* [YOUR ASSIGNMENT]
Copy every record below exactly as written, but leave out the pictures.

* [DATA]

_ _ _ _ _

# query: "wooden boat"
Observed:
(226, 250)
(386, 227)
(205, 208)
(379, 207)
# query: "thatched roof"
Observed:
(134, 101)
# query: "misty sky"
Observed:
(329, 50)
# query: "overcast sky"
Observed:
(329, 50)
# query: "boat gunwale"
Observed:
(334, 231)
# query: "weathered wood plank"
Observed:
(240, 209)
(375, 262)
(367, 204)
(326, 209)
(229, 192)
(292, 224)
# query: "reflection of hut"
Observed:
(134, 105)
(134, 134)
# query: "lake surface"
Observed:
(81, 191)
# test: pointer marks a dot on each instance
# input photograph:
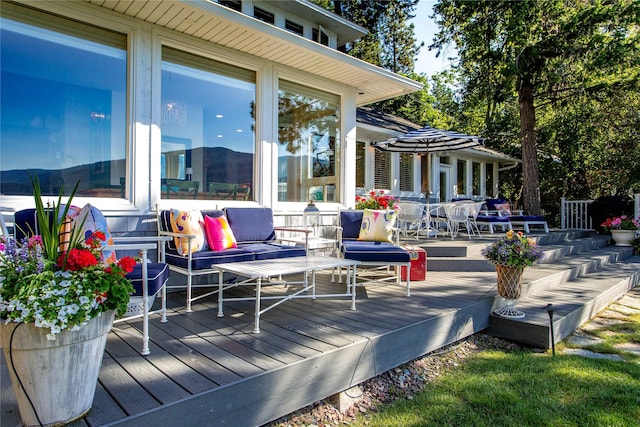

_ _ _ _ _

* [RESULT FOR THIS TASK]
# query: "wooden boat"
Observed:
(226, 250)
(386, 227)
(205, 208)
(379, 207)
# query: "thatched roof"
Observed:
(134, 101)
# query: "misty sky"
Observed:
(329, 50)
# query: "overcast sky"
Observed:
(329, 50)
# query: "boat gunwale"
Observed:
(334, 231)
# query: "weathered wood plank"
Observed:
(240, 209)
(375, 262)
(367, 204)
(326, 209)
(229, 192)
(292, 224)
# query: "reflection of hut"
Observed:
(134, 105)
(134, 134)
# query: "lake surface"
Observed:
(81, 191)
# test: pointer marks a dot on each instance
# input photograph:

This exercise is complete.